→ ACTIVITY
From the listing below, copy each line that holds "white".

◇ ◇ ◇ ◇ ◇ ◇ ◇

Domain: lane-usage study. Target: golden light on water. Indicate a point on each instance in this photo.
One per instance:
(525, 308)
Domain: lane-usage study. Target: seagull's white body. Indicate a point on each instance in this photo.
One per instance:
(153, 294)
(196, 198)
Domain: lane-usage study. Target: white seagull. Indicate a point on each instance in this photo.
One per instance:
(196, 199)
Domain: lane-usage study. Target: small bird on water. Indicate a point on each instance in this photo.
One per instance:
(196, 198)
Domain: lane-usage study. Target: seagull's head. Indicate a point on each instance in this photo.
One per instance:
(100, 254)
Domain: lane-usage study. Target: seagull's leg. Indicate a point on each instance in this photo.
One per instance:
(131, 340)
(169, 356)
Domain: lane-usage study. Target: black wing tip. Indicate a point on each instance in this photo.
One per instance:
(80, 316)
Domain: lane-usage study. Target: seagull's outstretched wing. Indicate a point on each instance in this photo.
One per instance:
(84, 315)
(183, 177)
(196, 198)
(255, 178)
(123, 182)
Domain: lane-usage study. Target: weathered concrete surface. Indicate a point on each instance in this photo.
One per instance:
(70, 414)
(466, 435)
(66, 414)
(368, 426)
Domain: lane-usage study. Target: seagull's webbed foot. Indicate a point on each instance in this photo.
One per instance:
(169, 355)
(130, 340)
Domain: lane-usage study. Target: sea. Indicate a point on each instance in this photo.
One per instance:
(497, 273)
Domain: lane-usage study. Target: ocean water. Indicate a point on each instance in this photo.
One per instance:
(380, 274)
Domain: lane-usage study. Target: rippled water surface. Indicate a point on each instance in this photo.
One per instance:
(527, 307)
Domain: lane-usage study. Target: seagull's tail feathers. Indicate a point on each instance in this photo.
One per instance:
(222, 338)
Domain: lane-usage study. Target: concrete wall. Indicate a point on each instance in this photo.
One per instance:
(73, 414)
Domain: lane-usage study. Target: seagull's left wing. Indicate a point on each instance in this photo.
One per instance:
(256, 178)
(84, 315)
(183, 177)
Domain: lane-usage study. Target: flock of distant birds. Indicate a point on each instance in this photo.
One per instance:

◇ ◇ ◇ ◇ ◇ ◇ ◇

→ SOLUTION FOR THIS TASK
Domain: lane-usage study. Target: seagull's white body. Indicate a point on each instance in this photo.
Domain: lane-usage study. Target: white seagull. Indicate a point on each instance in this photo.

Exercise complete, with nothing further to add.